"""

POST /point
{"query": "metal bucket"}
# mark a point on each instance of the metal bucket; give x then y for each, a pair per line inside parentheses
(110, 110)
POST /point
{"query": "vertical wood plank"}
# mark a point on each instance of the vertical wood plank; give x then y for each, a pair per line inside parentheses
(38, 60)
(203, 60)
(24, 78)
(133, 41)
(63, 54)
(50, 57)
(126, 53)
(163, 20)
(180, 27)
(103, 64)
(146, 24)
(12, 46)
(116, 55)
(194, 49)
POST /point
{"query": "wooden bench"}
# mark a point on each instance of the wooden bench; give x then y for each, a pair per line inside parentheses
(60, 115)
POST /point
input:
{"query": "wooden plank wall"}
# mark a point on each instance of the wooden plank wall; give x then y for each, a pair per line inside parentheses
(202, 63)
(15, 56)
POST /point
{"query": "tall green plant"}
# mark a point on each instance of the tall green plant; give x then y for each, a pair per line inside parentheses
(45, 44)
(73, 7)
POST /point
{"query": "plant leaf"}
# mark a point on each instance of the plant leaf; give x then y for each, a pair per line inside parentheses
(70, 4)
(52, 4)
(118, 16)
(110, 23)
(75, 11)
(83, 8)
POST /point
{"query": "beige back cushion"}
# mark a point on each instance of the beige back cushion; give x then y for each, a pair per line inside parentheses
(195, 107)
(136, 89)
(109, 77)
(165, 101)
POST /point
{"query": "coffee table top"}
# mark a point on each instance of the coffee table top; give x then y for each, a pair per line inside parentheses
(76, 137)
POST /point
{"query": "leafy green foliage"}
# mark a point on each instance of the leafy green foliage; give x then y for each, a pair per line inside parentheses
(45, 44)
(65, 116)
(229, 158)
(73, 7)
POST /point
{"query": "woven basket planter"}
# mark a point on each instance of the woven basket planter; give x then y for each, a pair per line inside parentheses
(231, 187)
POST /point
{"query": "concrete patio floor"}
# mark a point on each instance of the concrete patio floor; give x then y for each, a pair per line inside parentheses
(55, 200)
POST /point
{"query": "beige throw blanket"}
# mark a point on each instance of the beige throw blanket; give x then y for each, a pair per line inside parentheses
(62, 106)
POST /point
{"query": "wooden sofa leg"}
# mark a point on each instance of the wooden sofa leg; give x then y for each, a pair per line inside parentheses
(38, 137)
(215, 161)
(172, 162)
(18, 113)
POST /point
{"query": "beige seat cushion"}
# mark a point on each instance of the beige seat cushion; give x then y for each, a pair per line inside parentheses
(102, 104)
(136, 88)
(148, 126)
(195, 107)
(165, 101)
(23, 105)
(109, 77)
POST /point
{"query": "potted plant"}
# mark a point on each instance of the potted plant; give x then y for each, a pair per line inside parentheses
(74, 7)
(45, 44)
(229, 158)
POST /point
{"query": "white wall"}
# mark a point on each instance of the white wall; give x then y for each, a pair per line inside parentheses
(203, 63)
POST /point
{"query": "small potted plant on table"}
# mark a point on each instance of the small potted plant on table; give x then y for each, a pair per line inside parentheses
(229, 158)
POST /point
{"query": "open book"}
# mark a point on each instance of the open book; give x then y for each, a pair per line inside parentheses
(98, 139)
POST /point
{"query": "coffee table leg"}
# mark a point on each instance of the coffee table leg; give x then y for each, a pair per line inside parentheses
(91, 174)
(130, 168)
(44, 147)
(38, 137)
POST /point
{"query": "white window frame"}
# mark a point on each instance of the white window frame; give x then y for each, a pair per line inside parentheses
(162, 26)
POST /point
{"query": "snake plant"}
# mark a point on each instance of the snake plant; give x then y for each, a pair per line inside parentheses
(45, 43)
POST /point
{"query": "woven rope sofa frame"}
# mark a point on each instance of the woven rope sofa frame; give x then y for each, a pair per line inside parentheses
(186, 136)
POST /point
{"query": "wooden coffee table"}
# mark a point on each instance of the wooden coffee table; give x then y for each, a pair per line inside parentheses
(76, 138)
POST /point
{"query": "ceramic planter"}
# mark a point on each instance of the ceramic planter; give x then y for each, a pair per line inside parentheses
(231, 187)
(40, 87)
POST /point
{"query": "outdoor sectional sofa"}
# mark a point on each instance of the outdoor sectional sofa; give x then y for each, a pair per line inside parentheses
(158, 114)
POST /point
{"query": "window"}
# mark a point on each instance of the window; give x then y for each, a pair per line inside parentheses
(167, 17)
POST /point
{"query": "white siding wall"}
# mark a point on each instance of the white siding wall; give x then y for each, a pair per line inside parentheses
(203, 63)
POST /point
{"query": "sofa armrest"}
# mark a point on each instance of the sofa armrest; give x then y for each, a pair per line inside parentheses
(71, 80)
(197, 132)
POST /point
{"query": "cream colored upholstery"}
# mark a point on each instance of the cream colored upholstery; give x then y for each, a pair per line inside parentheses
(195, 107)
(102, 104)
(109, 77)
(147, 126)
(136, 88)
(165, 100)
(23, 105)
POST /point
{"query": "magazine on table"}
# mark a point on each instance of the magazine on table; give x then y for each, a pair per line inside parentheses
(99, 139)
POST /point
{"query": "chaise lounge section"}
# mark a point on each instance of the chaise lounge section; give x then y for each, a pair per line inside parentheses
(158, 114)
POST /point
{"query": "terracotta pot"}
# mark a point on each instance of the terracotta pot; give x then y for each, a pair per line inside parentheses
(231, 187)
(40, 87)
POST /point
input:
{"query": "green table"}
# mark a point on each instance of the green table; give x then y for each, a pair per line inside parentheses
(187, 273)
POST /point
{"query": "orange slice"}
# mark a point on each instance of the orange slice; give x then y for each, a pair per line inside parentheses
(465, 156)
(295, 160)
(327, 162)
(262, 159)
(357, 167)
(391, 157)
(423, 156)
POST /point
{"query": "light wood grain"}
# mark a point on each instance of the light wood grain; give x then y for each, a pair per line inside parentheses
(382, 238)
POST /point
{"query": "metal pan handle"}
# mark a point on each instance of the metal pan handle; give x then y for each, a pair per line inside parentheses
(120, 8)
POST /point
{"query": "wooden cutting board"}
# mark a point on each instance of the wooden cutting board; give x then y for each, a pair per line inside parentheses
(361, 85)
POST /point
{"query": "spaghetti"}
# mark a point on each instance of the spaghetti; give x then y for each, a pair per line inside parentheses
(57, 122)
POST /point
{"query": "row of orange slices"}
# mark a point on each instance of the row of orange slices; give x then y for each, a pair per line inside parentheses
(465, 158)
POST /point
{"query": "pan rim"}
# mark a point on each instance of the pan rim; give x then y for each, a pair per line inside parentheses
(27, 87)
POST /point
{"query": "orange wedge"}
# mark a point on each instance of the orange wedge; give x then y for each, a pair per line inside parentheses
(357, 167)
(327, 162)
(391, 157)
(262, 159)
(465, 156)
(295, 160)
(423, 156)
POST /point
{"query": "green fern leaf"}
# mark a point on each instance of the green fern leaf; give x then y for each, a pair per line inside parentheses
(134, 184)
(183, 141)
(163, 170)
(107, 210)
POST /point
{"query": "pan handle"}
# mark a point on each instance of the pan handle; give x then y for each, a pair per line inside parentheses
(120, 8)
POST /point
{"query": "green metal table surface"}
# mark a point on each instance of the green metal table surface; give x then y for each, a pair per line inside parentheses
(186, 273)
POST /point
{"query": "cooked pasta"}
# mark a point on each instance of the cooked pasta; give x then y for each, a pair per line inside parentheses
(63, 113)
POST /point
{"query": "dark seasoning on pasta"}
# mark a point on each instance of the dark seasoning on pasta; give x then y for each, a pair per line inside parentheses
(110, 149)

"""

### PROMPT
Write out every entry exactly as given.

### ANSWER
POST /point
{"query": "metal bucket"}
# mark a point on each instance of the metal bucket; give x then y for each, a pair per line inside parentheses
(110, 110)
POST /point
{"query": "vertical wood plank"}
# mark a point on each instance of the vertical wood plank; give x then y for each, a pair per line inside parentheses
(38, 60)
(203, 60)
(24, 78)
(133, 41)
(63, 54)
(50, 57)
(126, 53)
(163, 20)
(180, 27)
(103, 64)
(146, 24)
(12, 46)
(116, 55)
(194, 49)
POST /point
{"query": "wooden bench"}
# mark a point on each instance of the wooden bench; give x then y for each, a pair per line inside parentheses
(60, 115)
POST /point
input:
{"query": "wooden plank wall"}
# mark a point on each instance of the wooden plank wall; give x then y for each, a pair per line inside parentheses
(202, 63)
(15, 56)
POST /point
{"query": "tall green plant"}
# mark a point on each instance of the tall green plant; give x then y for each, a pair per line inside parentheses
(45, 44)
(73, 7)
POST /point
{"query": "plant leaf"}
# mark a point on each instance of the plant leaf; give x then y for each, a pair per line inside parentheses
(70, 4)
(52, 4)
(118, 16)
(110, 23)
(75, 11)
(83, 8)
POST /point
{"query": "beige back cushion"}
# mark a point on each instance of the beige back cushion; give x then y for each, a pair per line inside parentheses
(195, 107)
(136, 89)
(109, 77)
(165, 101)
POST /point
{"query": "coffee table top"}
# mark a point on each instance of the coffee table top; give x then y for each, a pair per line inside parentheses
(76, 137)
POST /point
{"query": "leafy green foliage"}
# mark a point on each instance of the leafy green foliage; give x then y for each, a pair per line inside parentheses
(45, 44)
(65, 116)
(229, 158)
(73, 7)
POST /point
{"query": "woven basket planter"}
# mark a point on each instance of the woven basket planter; give x then y for each, a pair per line inside parentheses
(231, 187)
POST /point
{"query": "concrete patio floor"}
# mark a point on each instance of the concrete patio floor; give x then y for each, a pair per line inside parentheses
(55, 200)
POST /point
{"query": "beige throw blanket"}
# mark a point on each instance of the beige throw blanket; give x then y for each, a pair per line inside parentheses
(62, 106)
POST /point
{"query": "wooden sofa leg"}
# mark a point on each instance of the wooden sofa leg; give x then y for each, a pair per line inside parentheses
(38, 137)
(215, 161)
(172, 162)
(18, 113)
POST /point
{"query": "beige seat cushion"}
# mark a point on each instance of the beige seat cushion; give x then y for each, a pair per line inside parentheses
(102, 104)
(136, 88)
(148, 126)
(195, 107)
(165, 101)
(23, 105)
(109, 77)
POST /point
{"query": "potted plant"}
# mark a point on each instance of the potted plant; give x then y for each, a pair per line inside parentheses
(74, 7)
(45, 44)
(229, 158)
POST /point
{"query": "white wall"}
# mark a point on each instance of the white wall; give x then y for each, a pair per line inside parentheses
(203, 63)
POST /point
{"query": "small potted plant on table"}
# mark a point on each instance of the small potted plant on table; give x then y for each, a pair per line inside parentheses
(229, 158)
POST /point
{"query": "open book"}
# mark a point on each instance of the open book; give x then y for each, a pair per line inside parentheses
(98, 139)
POST /point
{"query": "coffee table leg"}
# mark a point on each instance of the coffee table leg; give x then y for each, a pair per line inside parentheses
(91, 174)
(130, 168)
(44, 147)
(38, 137)
POST /point
{"query": "white window frame"}
# mark a point on each instance of the white window frame; give x then y for each, a pair per line inside parentheses
(162, 26)
POST /point
{"query": "snake plant"}
# mark a point on each instance of the snake plant; give x then y for each, a pair per line inside parentheses
(45, 43)
POST /point
{"query": "woven rope sofa frame"}
# mark a point on each instance of the woven rope sofa frame; give x then y for each, a pair per line inside parentheses
(186, 136)
POST /point
{"query": "wooden coffee table"}
# mark a point on each instance of the wooden coffee table; give x then y for each, a pair per line inside parentheses
(76, 138)
POST /point
{"query": "ceramic planter"}
# mark a point on each instance of the ceramic planter; give x then y for each, a pair per line inside parentheses
(231, 187)
(40, 87)
POST /point
{"query": "outdoor sectional sofa"}
# mark a point on each instance of the outdoor sectional sofa; give x then y for each, a pair per line inside parentheses
(158, 114)
POST /point
{"query": "window"}
# mark a point on each instance of the window; give x then y for each, a pair per line inside parentheses
(167, 17)
POST /point
{"query": "white siding wall"}
# mark a point on each instance of the white siding wall; give x then y for each, a pair per line inside parentheses
(203, 63)
POST /point
{"query": "sofa armrest"}
# mark a point on each instance of the sofa armrest; give x then y for each, a pair per line inside parentheses
(71, 80)
(197, 132)
POST /point
{"query": "cream colored upholstery"}
# mark a point on each instance of the cream colored upholstery; give x then y for each, a pair per line inside parentheses
(195, 107)
(102, 104)
(109, 77)
(147, 126)
(136, 88)
(165, 100)
(23, 105)
POST /point
{"query": "magazine on table"}
# mark a point on each instance of the magazine on table; give x then y for each, a pair per line inside parentheses
(99, 139)
POST /point
{"query": "chaise lounge section"}
# mark a point on each instance of the chaise lounge section; give x then y for each, a pair per line inside parentheses
(158, 114)
POST /point
{"query": "terracotta pot"}
# mark a point on each instance of the terracotta pot; give x then y for each, a pair per line inside parentheses
(231, 187)
(40, 87)
POST /point
input:
{"query": "green table"}
# mark a point on each instance of the green table; give x then y for each, a pair per line inside parentheses
(187, 273)
POST /point
{"query": "orange slice"}
# mark a point on each instance of the orange slice; give x then y for each, a pair per line inside parentheses
(465, 156)
(295, 160)
(327, 162)
(262, 159)
(357, 167)
(391, 157)
(423, 156)
POST /point
{"query": "light wood grain"}
# mark a point on each instance of the light wood grain; give x then y for each, a pair per line inside parentheses
(382, 238)
POST /point
{"query": "metal pan handle"}
# mark a point on each instance of the metal pan handle; give x then y for each, a pair per line inside parentheses
(120, 8)
POST /point
{"query": "wooden cutting board"}
# mark a point on each instance of the wooden cutting board; give x then y for each, a pair per line inside parentheses
(361, 85)
POST /point
{"query": "spaghetti"}
# mark a point on each instance of the spaghetti; give x then y for each, a pair per line inside parentheses
(57, 122)
POST /point
{"query": "row of orange slices"}
# mark a point on each instance of the row of orange slices; give x then y for each, a pair per line inside parentheses
(465, 158)
POST /point
{"query": "pan rim"}
# mark a point on each instance of the pan rim; give x then y for each, a pair per line inside parentheses
(27, 87)
POST /point
{"query": "orange wedge"}
# mark a point on each instance of the orange wedge; give x then y for each, a pair per line inside parentheses
(357, 167)
(327, 162)
(391, 157)
(262, 159)
(465, 156)
(295, 160)
(423, 156)
POST /point
{"query": "green fern leaf"}
# mark a point on each instance of the green fern leaf; give x then y for each, a pair per line inside parentheses
(134, 184)
(183, 141)
(163, 170)
(107, 210)
POST /point
{"query": "pan handle"}
# mark a point on each instance of the pan handle; give x then y for each, a pair per line inside parentheses
(120, 8)
POST /point
{"query": "green metal table surface"}
# mark a point on each instance of the green metal table surface; give x then y for each, a pair per line inside parentheses
(186, 273)
POST /point
{"query": "cooked pasta"}
# mark a point on each instance of the cooked pasta; give x then y for each, a pair per line inside parentheses
(63, 113)
POST /point
{"query": "dark seasoning on pasta"}
# mark a point on each instance of the dark seasoning on pasta; give x then y for each, a pair per line inside parentheses
(110, 149)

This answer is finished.